▶ [Raw records]
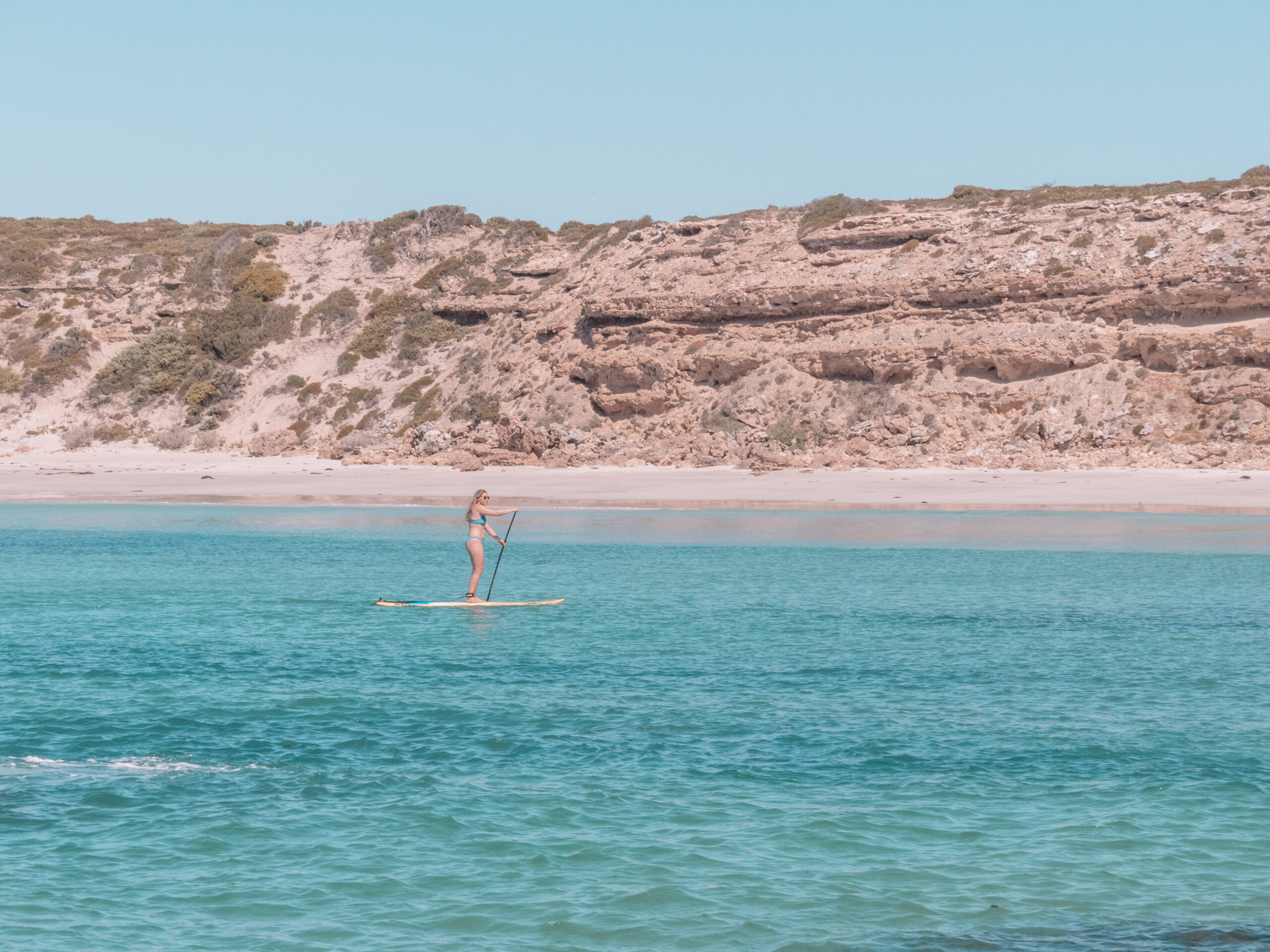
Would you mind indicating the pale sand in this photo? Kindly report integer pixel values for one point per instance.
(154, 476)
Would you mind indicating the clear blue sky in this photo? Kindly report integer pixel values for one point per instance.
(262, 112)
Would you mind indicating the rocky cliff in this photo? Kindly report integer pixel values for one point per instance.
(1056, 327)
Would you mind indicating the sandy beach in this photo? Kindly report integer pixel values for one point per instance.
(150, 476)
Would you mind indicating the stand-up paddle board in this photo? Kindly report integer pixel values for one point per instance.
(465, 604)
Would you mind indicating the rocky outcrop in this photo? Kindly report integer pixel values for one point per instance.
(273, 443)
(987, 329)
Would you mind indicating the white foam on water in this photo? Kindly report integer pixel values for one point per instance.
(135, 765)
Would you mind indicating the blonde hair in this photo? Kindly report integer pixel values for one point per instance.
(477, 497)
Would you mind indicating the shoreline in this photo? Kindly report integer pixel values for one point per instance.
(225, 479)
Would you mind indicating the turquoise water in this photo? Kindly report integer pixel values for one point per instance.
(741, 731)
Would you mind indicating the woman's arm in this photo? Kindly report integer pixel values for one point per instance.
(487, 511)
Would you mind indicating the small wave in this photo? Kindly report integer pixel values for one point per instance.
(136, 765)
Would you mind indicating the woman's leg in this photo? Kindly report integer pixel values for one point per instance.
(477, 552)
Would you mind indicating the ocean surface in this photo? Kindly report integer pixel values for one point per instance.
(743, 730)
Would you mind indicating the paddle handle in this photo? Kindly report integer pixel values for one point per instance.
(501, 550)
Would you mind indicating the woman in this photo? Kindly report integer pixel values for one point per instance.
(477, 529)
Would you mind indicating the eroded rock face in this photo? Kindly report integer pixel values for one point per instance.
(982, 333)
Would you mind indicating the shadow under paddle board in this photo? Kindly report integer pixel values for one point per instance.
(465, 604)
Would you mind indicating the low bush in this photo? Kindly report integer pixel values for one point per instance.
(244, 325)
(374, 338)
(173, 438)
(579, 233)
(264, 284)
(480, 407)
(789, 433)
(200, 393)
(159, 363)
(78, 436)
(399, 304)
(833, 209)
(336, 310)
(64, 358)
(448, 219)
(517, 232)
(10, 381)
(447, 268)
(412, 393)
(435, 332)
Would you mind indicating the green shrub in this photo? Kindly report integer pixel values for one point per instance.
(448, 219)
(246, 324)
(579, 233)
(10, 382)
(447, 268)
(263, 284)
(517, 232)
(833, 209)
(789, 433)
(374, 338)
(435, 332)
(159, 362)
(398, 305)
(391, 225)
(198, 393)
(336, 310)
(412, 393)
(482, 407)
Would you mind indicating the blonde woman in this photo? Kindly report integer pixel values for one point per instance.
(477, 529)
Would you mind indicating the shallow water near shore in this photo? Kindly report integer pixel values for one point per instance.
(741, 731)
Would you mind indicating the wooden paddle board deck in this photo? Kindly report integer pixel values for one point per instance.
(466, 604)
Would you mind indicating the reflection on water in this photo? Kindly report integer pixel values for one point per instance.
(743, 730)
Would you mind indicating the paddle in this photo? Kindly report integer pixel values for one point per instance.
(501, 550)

▶ [Set task] Return all of the entries above verbatim, from the first line to the last, leaving out the pictures.

▶ [Solution for this problem]
Would you mind indicating the pale sand in this photo? Kindly report integer pixel values for one point per instance.
(154, 476)
Would you mind indicating the clear blue sky in this photo? Kindly report integer pixel values for one point per instance.
(262, 112)
Would you mind indicating the rocky cliff in this photo? Kindly report integer pixel values for one point per instance.
(1056, 327)
Would you mind indicating the sandy beach in this photo? Kindly report integer pixel values for one point per instance.
(150, 476)
Would you mind indicating the stand-up paddle board in this photo? Kindly report integer pixel values for one point per instance.
(465, 604)
Would you mind indicating the rocky outcrop in this photo? Kindly report integer pixel values for one point per instance.
(273, 443)
(987, 329)
Would you mind indicating the white foam on water in this photo? Kindly report integer pixel values for one point per instance.
(135, 765)
Would you mind indicating the blonde hair in this photo? Kindly report integer pixel values for one point per instance.
(477, 497)
Would you mind indicating the shoreline in this photo? Kindly report integer pixel values for one point per instance.
(225, 479)
Would you mind indicating the turquoise water in this photo? Kindly report integer pixel values for one point per instance.
(741, 731)
Would you mind indicating the woman's arm in this photo? Kindly report integer pixel values for one point per instance.
(487, 511)
Would you mind indicating the small wave in this photo? Kindly report integer pixel values for one point per instance.
(136, 765)
Would you mind indicating the woman's leg in this photo? Kindly report integer pixel values for one point per instance.
(477, 552)
Would you mind indicating the ocean surface in this photo? Kindly report integer pixel values for one point per instance.
(743, 730)
Would you mind indicating the paddle handle in this photo? Kindly report integer pixel values for one point per instance.
(501, 550)
Would you mind indicating the woman in this photo? Kindly report integer pixel values for one point per instance.
(477, 529)
Would you mind indicating the eroded rock face in this photo? Kindly report integer pixel values for one point per instance.
(982, 333)
Would you mind indicating the shadow under paddle board in this photo? Kindly report integer pixel values for one point per instance.
(465, 604)
Would you mind indicating the low bush in this photo? Kindly report integer pixel values for one point per instance.
(244, 325)
(374, 338)
(173, 438)
(579, 233)
(264, 284)
(480, 407)
(789, 433)
(200, 393)
(159, 363)
(78, 436)
(399, 304)
(833, 209)
(336, 310)
(64, 358)
(448, 219)
(517, 232)
(10, 381)
(447, 268)
(412, 393)
(435, 332)
Would you mind indicating the green shrub in this photo? Kindly report integer pixel values for one point per instance.
(448, 219)
(246, 324)
(579, 233)
(10, 382)
(447, 268)
(263, 284)
(517, 232)
(833, 209)
(789, 433)
(374, 338)
(435, 332)
(159, 362)
(398, 305)
(391, 225)
(198, 393)
(336, 310)
(412, 393)
(482, 407)
Would you mind indicating the blonde woman in this photo? Kindly report integer pixel values for one point per instance.
(477, 529)
Would you mind indicating the shallow water near shore in this photo? Kindly report integer pixel values for one point per instance.
(741, 731)
Would you mind indicating the wooden paddle board deck in this photo? Kindly report integer pixel values for one point per instance.
(466, 604)
Would you mind indicating the reflection on water in this photo? Kindly report integer pixel values for one point per instance.
(743, 730)
Would you mind indicating the paddle in this photo? Kindly report integer pixel values for one point per instance.
(501, 550)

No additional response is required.